■ Jobs
A. In the fill routine text below, why is xrem started at dy/2? Answer in one to three sentences.
B. In the fill routine text below, what value is the remainder Rem always less than?
C. Rewrite the paragraph of the fill routine text below that begins "In this program" as a short list, keeping its main facts.

The next thing to figure out is how to calculate the left and right lines. We do have the old line routine, which we could use to advance to the left and right endpoints, but clearly this isn't too efficient.

The question is: if the y-coordinate increases by one, then how much does the x-coordinate increase by? The equation of a line is:

   (y-y0) = m*(x-x0)  m=slope

   change in y = m*change in x

So, if the change in y is 1, then then the change in x is 1/m. All we need to do then is calculate the inverse-slope=dx/dy, where dx=x2-x1 and dy=y2-y1, and add this to the x-coordinate with each step in y.

Isn't this a fraction? Sure, big deal. The fraction can be written as dx/dy = N + Rem/dy, where N is an integer, and Rem is the remainder, which is always less than dy. So to calculate x=x+dx/dy:

   x= x+N
   xrem= xrem+Rem
   If xrem>=dy then x=x+1:xrem=xrem-dy

As usual, we want to start xrem at dy/2, which has the effect of rounding numbers up.

   10 REM LINE ROUTINE TAKE TWO SLJ 11/24/95
   12 REM ACTUALLY IT'S A FILL RTY NOW
   15 GRAPHIC 1,1
   20 X0=160:Y0=100
   30 X1=5:Y1=-50:X2=7:Y2=11:XL=X1:YL=Y1:Y=Y1
   35 X3=50:Y3=Y1:X4=X3+100:Y4=Y2:XR=X3:YR=Y3
   40 D1=Y2-Y1+1:DX=X2-X1:LI=INT(DX/D1):LR=DX-LI*D1
   45 TL=INT(D1/2)
   46 D2=Y4-Y3+1:DX=X4-X3:RI=INT(DX/D2):RR=DX-RI*D2
   48 TR=INT(D2/2)
   50 DRAW1, X0+X1,Y0-Y1 TO X0+X2,Y0-Y2, X0+X3,Y0-Y3 TO X0+X4,Y0-Y4
   60 REM MAIN LOOP
   70 XR=XR+RI:TR=TR+RR:IF TR>=D2 THEN TR=TR-D2:XR=XR+1
   75 DRAW1, X0+XL,Y0-Y TO X0+XR,Y0-Y
   80 XL=XL+LI:TL=TL+LR:IF TL>=D1 THEN TL=TL-D1:XL=XL+1
   90 REM DRAW1, X0+XL,Y0-Y TO X0+XR,T0-T
   100 Y=Y+1:IF Y<=Y2 THEN 60

In this program (x1,y1)-(x2,y2) is the left line, and (x3,y3)-(x4,y4) is the right line. The first thing to note is that in lines 40 and 46, Y=y2-y1+1. This issue was discussed in the very first C=Hacking 3D-graphics article. The problem is that although the line will be anatomically correct with DY=y2-y1, it will look silly. The easiest way to see this is to consider y2-y1=1, e.g. say we draw a line between (0,10) to (50,11). Ideally this line will consist of two line segments, one from (0,10) to (25,10) and the other from (26,11) to (50,11). But ifi we use DY=1 we will have one line segment from (0,10) to (50,10), and a single point at (50,11).

■ Data listing

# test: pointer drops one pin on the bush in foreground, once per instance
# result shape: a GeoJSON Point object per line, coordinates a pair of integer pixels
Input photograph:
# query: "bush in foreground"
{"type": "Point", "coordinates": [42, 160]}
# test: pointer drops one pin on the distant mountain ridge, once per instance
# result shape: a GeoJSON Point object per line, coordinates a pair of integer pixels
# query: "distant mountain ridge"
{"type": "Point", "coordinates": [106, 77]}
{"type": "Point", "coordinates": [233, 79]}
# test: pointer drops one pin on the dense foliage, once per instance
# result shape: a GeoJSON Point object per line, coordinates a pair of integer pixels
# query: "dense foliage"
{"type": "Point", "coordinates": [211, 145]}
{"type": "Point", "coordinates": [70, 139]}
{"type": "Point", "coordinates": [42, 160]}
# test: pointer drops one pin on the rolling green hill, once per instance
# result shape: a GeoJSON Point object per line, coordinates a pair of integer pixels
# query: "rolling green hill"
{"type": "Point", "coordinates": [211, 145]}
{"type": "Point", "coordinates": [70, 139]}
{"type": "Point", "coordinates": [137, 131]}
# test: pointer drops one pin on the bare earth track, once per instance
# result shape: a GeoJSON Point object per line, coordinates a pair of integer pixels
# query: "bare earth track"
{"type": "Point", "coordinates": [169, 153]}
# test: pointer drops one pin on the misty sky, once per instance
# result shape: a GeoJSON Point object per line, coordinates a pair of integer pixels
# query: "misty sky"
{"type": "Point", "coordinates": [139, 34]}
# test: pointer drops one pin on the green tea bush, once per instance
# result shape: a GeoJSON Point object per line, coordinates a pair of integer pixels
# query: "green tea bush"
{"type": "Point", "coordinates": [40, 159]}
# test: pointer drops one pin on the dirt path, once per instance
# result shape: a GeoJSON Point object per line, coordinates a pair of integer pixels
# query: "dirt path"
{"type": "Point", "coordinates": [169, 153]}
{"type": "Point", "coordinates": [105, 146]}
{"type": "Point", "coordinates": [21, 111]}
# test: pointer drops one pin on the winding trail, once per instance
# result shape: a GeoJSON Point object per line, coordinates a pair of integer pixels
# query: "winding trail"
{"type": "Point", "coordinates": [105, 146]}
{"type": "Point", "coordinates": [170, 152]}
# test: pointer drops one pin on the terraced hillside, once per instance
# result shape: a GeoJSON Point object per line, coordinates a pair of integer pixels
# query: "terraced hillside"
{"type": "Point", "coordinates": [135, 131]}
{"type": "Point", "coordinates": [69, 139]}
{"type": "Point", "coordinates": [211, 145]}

■ The answers
A. Starting xrem at dy/2 makes the numbers round up.

B. Rem is always less than dy.

C.
- (x1,y1)-(x2,y2) is the left line, and (x3,y3)-(x4,y4) is the right line.
- Lines 40 and 46 use y2-y1+1 rather than y2-y1. This issue was discussed in the first C=Hacking 3D-graphics article.
- With DY=y2-y1 the line is correct, but it looks silly.
- Example: a line from (0,10) to (50,11) should be two segments, (0,10)-(25,10) and (26,11)-(50,11).
- With DY=1, the same line becomes one segment, (0,10)-(50,10), plus a single point at (50,11).